Problem to solve: Wherever the string "reflection" shows up in the records below, return that line.

#####

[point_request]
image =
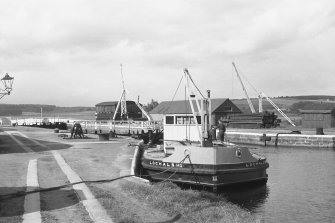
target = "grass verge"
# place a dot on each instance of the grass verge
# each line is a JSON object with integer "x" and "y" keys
{"x": 182, "y": 205}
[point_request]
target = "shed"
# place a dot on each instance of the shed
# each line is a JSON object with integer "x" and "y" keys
{"x": 106, "y": 110}
{"x": 220, "y": 108}
{"x": 318, "y": 118}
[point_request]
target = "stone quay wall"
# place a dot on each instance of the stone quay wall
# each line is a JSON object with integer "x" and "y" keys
{"x": 287, "y": 140}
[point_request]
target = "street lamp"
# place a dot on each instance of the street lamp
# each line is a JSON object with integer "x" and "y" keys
{"x": 7, "y": 81}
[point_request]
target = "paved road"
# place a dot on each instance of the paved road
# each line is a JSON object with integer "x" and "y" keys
{"x": 33, "y": 158}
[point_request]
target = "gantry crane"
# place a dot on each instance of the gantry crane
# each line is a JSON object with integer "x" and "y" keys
{"x": 260, "y": 98}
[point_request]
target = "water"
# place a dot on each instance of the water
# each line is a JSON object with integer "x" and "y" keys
{"x": 300, "y": 188}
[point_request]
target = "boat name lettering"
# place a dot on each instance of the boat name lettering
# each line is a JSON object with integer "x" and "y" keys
{"x": 255, "y": 164}
{"x": 164, "y": 164}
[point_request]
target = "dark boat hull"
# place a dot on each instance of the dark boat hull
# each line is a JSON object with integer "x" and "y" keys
{"x": 213, "y": 176}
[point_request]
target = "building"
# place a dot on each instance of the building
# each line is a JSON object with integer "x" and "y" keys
{"x": 318, "y": 118}
{"x": 220, "y": 108}
{"x": 106, "y": 110}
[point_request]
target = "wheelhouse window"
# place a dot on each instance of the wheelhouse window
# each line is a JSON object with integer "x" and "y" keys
{"x": 187, "y": 120}
{"x": 228, "y": 108}
{"x": 169, "y": 120}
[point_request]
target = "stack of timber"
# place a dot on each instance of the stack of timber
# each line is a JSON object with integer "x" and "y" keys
{"x": 257, "y": 120}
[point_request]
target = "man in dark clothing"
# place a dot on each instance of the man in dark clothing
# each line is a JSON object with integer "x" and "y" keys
{"x": 222, "y": 130}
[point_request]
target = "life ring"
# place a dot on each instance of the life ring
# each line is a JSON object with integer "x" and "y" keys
{"x": 238, "y": 153}
{"x": 187, "y": 152}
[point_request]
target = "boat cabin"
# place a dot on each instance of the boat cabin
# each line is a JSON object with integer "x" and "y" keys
{"x": 180, "y": 127}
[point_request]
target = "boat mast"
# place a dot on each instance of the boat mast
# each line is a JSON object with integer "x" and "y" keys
{"x": 122, "y": 101}
{"x": 203, "y": 105}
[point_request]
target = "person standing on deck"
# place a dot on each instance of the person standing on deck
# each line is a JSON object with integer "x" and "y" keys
{"x": 222, "y": 130}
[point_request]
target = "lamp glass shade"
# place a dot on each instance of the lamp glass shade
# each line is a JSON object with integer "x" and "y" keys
{"x": 7, "y": 82}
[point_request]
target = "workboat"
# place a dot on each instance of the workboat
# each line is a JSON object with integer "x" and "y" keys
{"x": 198, "y": 159}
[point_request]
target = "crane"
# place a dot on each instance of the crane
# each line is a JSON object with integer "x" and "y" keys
{"x": 278, "y": 109}
{"x": 260, "y": 98}
{"x": 123, "y": 103}
{"x": 245, "y": 91}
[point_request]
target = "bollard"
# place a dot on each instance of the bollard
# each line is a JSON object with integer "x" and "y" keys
{"x": 265, "y": 138}
{"x": 319, "y": 131}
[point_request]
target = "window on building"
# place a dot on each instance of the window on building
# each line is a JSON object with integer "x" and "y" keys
{"x": 228, "y": 108}
{"x": 169, "y": 120}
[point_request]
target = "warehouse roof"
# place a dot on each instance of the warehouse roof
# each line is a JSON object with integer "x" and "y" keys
{"x": 183, "y": 107}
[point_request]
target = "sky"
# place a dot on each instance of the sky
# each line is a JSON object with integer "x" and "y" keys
{"x": 68, "y": 52}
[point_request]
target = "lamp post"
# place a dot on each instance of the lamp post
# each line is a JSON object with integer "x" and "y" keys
{"x": 7, "y": 81}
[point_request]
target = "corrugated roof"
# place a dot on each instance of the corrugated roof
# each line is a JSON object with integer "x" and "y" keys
{"x": 182, "y": 107}
{"x": 316, "y": 111}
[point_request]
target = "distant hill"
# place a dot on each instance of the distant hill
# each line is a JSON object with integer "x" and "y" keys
{"x": 19, "y": 109}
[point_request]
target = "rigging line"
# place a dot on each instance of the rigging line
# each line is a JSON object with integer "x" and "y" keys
{"x": 187, "y": 137}
{"x": 245, "y": 78}
{"x": 195, "y": 85}
{"x": 164, "y": 112}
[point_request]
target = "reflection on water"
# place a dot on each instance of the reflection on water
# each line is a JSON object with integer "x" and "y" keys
{"x": 248, "y": 196}
{"x": 300, "y": 188}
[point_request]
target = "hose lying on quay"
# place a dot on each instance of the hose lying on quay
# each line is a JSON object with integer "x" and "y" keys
{"x": 41, "y": 190}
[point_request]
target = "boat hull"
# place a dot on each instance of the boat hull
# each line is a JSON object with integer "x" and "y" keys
{"x": 214, "y": 176}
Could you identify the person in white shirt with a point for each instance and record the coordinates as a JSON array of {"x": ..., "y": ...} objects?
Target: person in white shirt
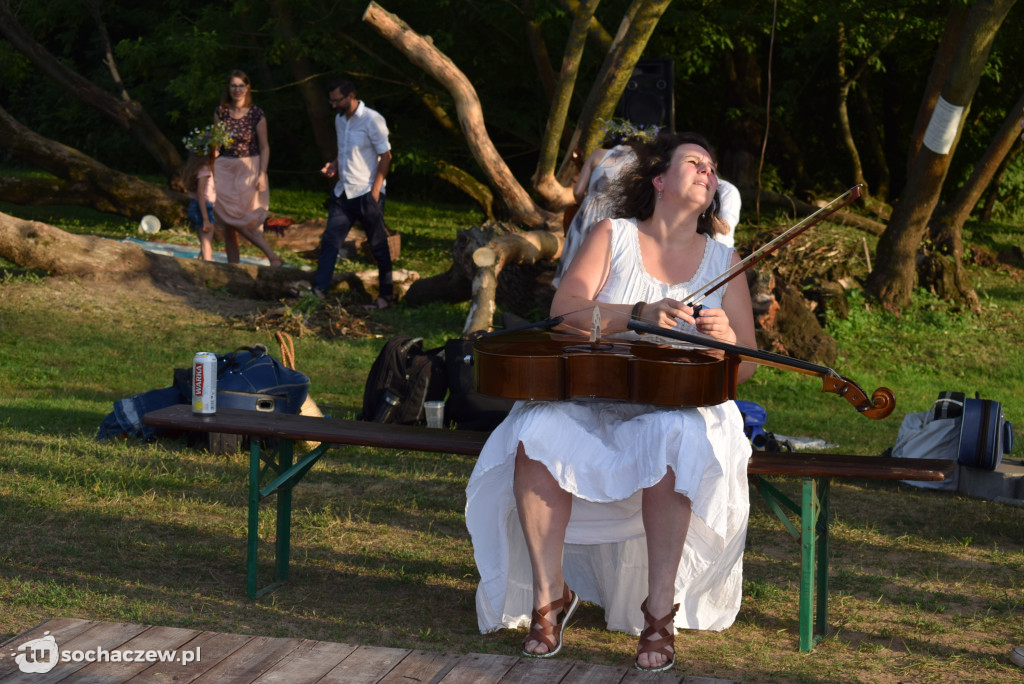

#####

Exercise answer:
target = "reflection on water"
# place a dot on each instance of the reflection on water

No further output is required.